-- Start Data entries --

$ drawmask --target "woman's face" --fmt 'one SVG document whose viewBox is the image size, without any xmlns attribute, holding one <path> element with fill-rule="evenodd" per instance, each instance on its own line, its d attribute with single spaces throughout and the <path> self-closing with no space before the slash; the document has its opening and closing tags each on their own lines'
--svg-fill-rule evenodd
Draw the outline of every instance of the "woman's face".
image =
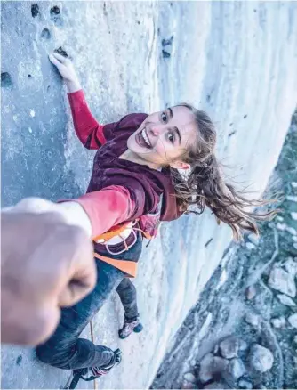
<svg viewBox="0 0 297 390">
<path fill-rule="evenodd" d="M 197 126 L 189 109 L 183 106 L 155 112 L 128 139 L 130 151 L 154 168 L 189 167 L 181 159 L 189 144 L 197 141 Z"/>
</svg>

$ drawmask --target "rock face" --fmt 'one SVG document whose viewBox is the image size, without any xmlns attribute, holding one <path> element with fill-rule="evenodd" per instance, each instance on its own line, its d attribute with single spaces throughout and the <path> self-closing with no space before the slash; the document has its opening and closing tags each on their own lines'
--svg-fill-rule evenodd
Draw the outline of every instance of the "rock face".
<svg viewBox="0 0 297 390">
<path fill-rule="evenodd" d="M 238 181 L 253 183 L 251 193 L 264 190 L 297 100 L 293 2 L 36 4 L 1 4 L 3 206 L 29 195 L 73 198 L 87 186 L 93 154 L 74 134 L 47 59 L 59 47 L 74 59 L 100 121 L 192 102 L 218 124 L 219 157 L 238 167 Z M 171 40 L 170 58 L 162 58 L 162 39 Z M 116 297 L 94 319 L 95 342 L 120 346 L 124 356 L 100 388 L 150 386 L 230 238 L 208 212 L 161 227 L 135 282 L 146 331 L 118 340 Z M 59 388 L 68 376 L 17 347 L 3 349 L 2 372 L 4 388 Z"/>
<path fill-rule="evenodd" d="M 221 354 L 226 359 L 232 359 L 237 356 L 239 340 L 237 337 L 227 337 L 220 343 Z"/>
<path fill-rule="evenodd" d="M 296 296 L 296 284 L 294 274 L 277 266 L 271 270 L 269 279 L 269 286 L 277 291 L 280 291 L 293 298 Z"/>
<path fill-rule="evenodd" d="M 259 344 L 252 346 L 249 353 L 249 362 L 253 370 L 266 372 L 271 369 L 274 362 L 271 352 Z"/>
<path fill-rule="evenodd" d="M 290 325 L 293 326 L 293 328 L 297 329 L 297 313 L 295 313 L 295 314 L 290 315 L 290 317 L 288 318 L 288 321 Z"/>
</svg>

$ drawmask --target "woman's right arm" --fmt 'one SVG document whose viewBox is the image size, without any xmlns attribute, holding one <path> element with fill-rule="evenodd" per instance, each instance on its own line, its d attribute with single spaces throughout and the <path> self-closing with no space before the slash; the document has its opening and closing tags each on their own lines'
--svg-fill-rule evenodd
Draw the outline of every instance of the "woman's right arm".
<svg viewBox="0 0 297 390">
<path fill-rule="evenodd" d="M 87 149 L 99 149 L 106 142 L 104 126 L 92 115 L 71 61 L 58 53 L 53 53 L 49 58 L 65 81 L 78 139 Z"/>
</svg>

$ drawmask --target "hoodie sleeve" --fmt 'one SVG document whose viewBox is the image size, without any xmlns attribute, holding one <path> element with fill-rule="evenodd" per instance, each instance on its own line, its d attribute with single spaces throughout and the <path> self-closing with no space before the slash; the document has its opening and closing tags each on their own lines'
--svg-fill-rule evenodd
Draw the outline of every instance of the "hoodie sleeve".
<svg viewBox="0 0 297 390">
<path fill-rule="evenodd" d="M 106 143 L 103 125 L 92 115 L 83 90 L 68 93 L 74 127 L 79 141 L 87 149 L 99 149 Z"/>
<path fill-rule="evenodd" d="M 119 185 L 89 192 L 71 201 L 79 203 L 89 216 L 92 239 L 130 220 L 135 208 L 129 191 Z"/>
</svg>

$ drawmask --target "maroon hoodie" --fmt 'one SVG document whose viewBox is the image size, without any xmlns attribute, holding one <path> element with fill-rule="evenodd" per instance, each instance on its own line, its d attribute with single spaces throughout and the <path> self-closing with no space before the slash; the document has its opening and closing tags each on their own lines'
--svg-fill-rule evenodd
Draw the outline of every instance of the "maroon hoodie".
<svg viewBox="0 0 297 390">
<path fill-rule="evenodd" d="M 181 213 L 169 176 L 148 166 L 119 158 L 127 150 L 128 138 L 148 115 L 129 114 L 118 122 L 102 126 L 92 117 L 82 90 L 68 93 L 68 98 L 78 138 L 86 148 L 100 149 L 87 193 L 76 199 L 91 219 L 92 236 L 123 222 L 157 213 L 161 195 L 160 219 L 178 218 Z"/>
</svg>

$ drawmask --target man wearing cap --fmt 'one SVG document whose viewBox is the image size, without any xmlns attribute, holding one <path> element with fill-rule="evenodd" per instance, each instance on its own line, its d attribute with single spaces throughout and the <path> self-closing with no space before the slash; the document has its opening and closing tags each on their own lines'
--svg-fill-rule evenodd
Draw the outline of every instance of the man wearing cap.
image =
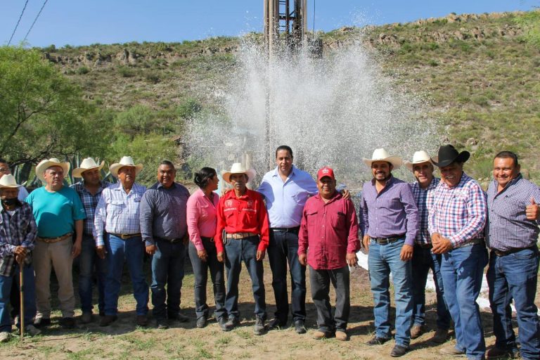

-- End Data entries --

## Required work:
Report how many lines of the records contain the string "sleeve", treating uppercase and lowercase as different, and give only the number.

## Written answer:
2